▸ Given records:
· · · · ·
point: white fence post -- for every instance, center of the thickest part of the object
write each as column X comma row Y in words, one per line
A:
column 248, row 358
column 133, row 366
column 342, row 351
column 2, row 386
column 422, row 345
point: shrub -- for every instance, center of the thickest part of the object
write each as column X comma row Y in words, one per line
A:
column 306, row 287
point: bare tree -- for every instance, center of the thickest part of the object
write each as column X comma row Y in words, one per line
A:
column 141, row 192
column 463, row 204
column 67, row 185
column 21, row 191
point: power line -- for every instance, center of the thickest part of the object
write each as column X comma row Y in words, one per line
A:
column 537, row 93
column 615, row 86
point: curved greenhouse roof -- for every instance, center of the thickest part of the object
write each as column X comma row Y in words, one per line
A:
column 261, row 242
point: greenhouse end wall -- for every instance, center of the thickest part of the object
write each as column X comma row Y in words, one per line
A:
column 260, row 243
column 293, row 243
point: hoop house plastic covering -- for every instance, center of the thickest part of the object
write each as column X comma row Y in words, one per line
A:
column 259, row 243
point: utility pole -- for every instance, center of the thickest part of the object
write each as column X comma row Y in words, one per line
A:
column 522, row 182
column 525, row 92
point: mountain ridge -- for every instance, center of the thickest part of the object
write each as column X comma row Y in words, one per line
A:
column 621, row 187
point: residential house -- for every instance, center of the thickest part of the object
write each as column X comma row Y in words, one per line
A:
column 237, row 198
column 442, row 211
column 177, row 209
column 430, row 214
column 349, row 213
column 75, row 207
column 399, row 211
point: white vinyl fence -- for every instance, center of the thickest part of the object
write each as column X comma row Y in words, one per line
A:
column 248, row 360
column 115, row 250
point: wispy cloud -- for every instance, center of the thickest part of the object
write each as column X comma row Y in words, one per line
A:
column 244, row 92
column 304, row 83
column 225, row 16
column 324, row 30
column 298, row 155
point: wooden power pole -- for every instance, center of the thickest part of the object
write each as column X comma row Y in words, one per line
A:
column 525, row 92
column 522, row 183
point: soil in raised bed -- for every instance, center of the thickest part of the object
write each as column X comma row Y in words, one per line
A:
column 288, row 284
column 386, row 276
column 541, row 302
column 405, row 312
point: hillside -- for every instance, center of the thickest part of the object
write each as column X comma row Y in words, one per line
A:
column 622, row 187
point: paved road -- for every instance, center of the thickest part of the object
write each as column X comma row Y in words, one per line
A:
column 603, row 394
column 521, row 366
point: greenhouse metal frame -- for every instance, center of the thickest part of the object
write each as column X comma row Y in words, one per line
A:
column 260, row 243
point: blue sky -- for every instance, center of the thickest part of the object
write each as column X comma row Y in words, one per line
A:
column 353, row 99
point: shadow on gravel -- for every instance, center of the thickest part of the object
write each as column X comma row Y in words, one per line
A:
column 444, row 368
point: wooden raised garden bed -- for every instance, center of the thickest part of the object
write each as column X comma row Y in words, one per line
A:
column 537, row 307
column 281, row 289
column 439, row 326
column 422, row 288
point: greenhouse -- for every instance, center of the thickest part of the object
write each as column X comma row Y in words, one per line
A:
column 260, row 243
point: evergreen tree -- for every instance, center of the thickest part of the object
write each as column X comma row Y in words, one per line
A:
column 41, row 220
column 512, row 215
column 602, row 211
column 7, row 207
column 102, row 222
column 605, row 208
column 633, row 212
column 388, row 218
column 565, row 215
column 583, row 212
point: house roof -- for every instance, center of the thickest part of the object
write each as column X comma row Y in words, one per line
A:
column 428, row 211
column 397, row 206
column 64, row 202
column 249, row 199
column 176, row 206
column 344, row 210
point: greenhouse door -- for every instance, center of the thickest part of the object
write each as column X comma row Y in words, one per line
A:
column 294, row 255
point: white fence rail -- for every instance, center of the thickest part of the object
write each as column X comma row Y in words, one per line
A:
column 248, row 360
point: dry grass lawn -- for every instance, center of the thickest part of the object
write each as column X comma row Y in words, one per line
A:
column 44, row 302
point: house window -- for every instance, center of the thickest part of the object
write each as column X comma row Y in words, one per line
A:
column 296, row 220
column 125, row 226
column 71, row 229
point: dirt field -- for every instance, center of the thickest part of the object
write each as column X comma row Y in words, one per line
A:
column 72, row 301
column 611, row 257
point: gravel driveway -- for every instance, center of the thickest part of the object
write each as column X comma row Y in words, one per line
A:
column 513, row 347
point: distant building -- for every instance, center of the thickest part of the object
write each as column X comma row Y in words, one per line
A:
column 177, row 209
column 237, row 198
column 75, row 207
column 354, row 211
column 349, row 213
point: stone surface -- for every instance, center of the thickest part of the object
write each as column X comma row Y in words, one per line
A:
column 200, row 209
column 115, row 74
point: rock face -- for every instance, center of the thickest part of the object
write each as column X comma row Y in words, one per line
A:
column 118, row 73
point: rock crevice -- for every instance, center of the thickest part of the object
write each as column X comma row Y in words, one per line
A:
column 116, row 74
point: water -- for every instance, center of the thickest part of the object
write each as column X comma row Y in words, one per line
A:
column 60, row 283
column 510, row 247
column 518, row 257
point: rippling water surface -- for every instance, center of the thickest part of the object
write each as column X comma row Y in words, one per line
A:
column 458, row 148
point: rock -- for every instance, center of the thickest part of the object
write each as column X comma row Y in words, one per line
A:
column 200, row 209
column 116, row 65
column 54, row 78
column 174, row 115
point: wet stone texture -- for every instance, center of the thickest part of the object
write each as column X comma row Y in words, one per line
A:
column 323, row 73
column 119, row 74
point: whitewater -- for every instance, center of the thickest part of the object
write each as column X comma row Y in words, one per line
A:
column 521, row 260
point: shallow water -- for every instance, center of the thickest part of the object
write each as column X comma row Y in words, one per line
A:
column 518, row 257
· · · · ·
▸ Task instructions:
Repeat the entries word for word. Skip none of them.

▸ Response for this exercise:
point: white fence post -- for every instance, center of the thickest part of the object
write each as column X comma row Y in words, one per line
A:
column 248, row 358
column 133, row 366
column 342, row 351
column 2, row 386
column 422, row 345
point: shrub -- for every instance, center of the thickest part of the object
write each as column X comma row Y in words, one per line
A:
column 306, row 287
point: bare tree -- for every instance, center of the thickest part of the object
write each as column X comma row Y in words, one per line
A:
column 141, row 192
column 463, row 204
column 67, row 185
column 21, row 191
point: power line -- for every instance, center of the thickest part of the object
write each as column X comma row Y in words, one per line
A:
column 537, row 93
column 615, row 86
point: curved greenhouse roof -- for every instance, center of the thickest part of the object
write each as column X comma row Y in words, one per line
A:
column 261, row 242
point: greenhouse end wall -- for every instance, center of the thickest part of the object
write each as column X comma row Y in words, one per line
A:
column 260, row 243
column 293, row 243
point: hoop house plastic covering -- for every instance, center of the thickest part of the object
write each as column X comma row Y in words, one per line
A:
column 259, row 243
point: utility pole -- for every instance, center of the thickest part of the object
write each as column X comma row Y in words, one per line
A:
column 522, row 182
column 525, row 92
point: mountain ridge -- for every instance, center of the thickest part of the object
write each as column X comma row Y in words, one per line
A:
column 621, row 187
point: residential house -- for every instance, center of the thickest part of the object
write each as column X comma row Y in words, one per line
A:
column 237, row 198
column 442, row 211
column 177, row 209
column 430, row 214
column 349, row 213
column 75, row 207
column 399, row 211
point: white vinyl fence -- for every instance, center of the thickest part of the object
write each as column X comma row Y in words, one per line
A:
column 248, row 360
column 115, row 250
point: wispy cloud -- for every instance, center of the thickest part of the object
write each as column X comma row Y in words, one per line
A:
column 244, row 92
column 304, row 83
column 225, row 16
column 324, row 30
column 298, row 155
point: wooden power pole -- for every instance, center of the thickest part of the object
write each as column X comma row Y in words, one per line
A:
column 525, row 92
column 522, row 183
point: soil in raised bed -- for every instance, center of the thickest part of the object
write each as column X comma row Y in words, one per line
A:
column 288, row 284
column 386, row 276
column 541, row 302
column 405, row 312
point: hillside -- for every instance, center of the thickest part of the object
write each as column X comma row Y in words, one per line
A:
column 622, row 187
point: paved road -- for every instance, center of the thickest part of the object
write each as column X comma row Y in words, one per line
A:
column 603, row 394
column 521, row 366
point: greenhouse metal frame -- for every instance, center of the thickest part of the object
write each as column X comma row Y in words, one per line
A:
column 260, row 243
point: blue sky -- for every instance, center of the thickest part of the object
write each as column X comma row Y in words, one per line
A:
column 353, row 99
point: shadow on gravel -- for every instance, center of the thickest part of the object
write each as column X comma row Y in words, one per line
A:
column 444, row 368
point: wooden raised garden bed -- for every instance, center of the thickest part of the object
write each as column X comma row Y in words, one per line
A:
column 537, row 307
column 281, row 289
column 439, row 326
column 422, row 288
point: greenhouse -- for every instance, center of the thickest part of the object
write each as column X comma row Y in words, one per line
A:
column 260, row 243
point: evergreen tree -- for every instance, center of the thickest part of the object
write each as column X comma row Y in words, one per line
A:
column 41, row 220
column 512, row 215
column 602, row 211
column 7, row 207
column 102, row 222
column 605, row 208
column 633, row 212
column 388, row 218
column 565, row 215
column 583, row 212
point: house roof -- for every instance, center of the thickest part of the object
write each as column X comma row Y in words, one per line
A:
column 428, row 211
column 397, row 206
column 64, row 202
column 249, row 199
column 176, row 206
column 344, row 210
point: greenhouse door -- for every instance, center of the thickest part of the object
write each as column X comma row Y in words, one per line
A:
column 294, row 255
point: white fence rail -- for every instance, center of the thickest part of the object
write each as column X comma row Y in words, one per line
A:
column 248, row 360
point: dry grass lawn -- for every instance, center of the thickest part of the object
write each as column X comma row Y in words, one per line
A:
column 44, row 302
point: house window -- for every instance, center of the thickest part of the object
write each as column X comma row Y in words, one per line
A:
column 296, row 220
column 125, row 226
column 71, row 229
point: dirt field -- for every instance, center of the thickest part of the object
write each as column X comma row Y in words, one per line
A:
column 72, row 301
column 611, row 257
point: gravel driveway -- for every instance, center of the thickest part of the object
write each as column X comma row Y in words, one per line
A:
column 513, row 347
point: distant building -- for every instance, center of the thickest part of the object
write each as column X comma row Y in words, one per line
A:
column 177, row 209
column 237, row 198
column 75, row 207
column 354, row 211
column 349, row 213
point: stone surface -- for every instance, center of the thickest part of the object
write each as column X comma row Y in words, one per line
A:
column 200, row 209
column 115, row 74
point: rock face -- for every instance, center of the thickest part of the object
write each as column X comma row Y in words, one per line
A:
column 118, row 73
point: rock crevice -- for every instance, center of the thickest part of the object
write each as column X comma row Y in words, one per line
A:
column 116, row 74
point: water -- for every instance, center of the thickest part of the object
write each as column X comma row Y in words, one per line
A:
column 60, row 283
column 510, row 247
column 518, row 257
point: rippling water surface -- for every instance, center of the thickest part of the object
write each as column X comma row Y in words, one per line
A:
column 458, row 148
point: rock -- for every instance, center of the thickest part of the object
write each as column X comma row Y in words, one per line
A:
column 200, row 209
column 116, row 65
column 54, row 78
column 174, row 115
point: wet stone texture -- for every instance, center of the thickest part of the object
write each as column X comma row Y in words, one per line
A:
column 323, row 73
column 119, row 74
point: whitewater -- for every instance, center of the thickest part of the object
write each as column X comma row Y in words, one per line
A:
column 521, row 260
point: shallow water -- for every instance, center of the thickest part of the object
write each as column X comma row Y in words, one per line
A:
column 518, row 257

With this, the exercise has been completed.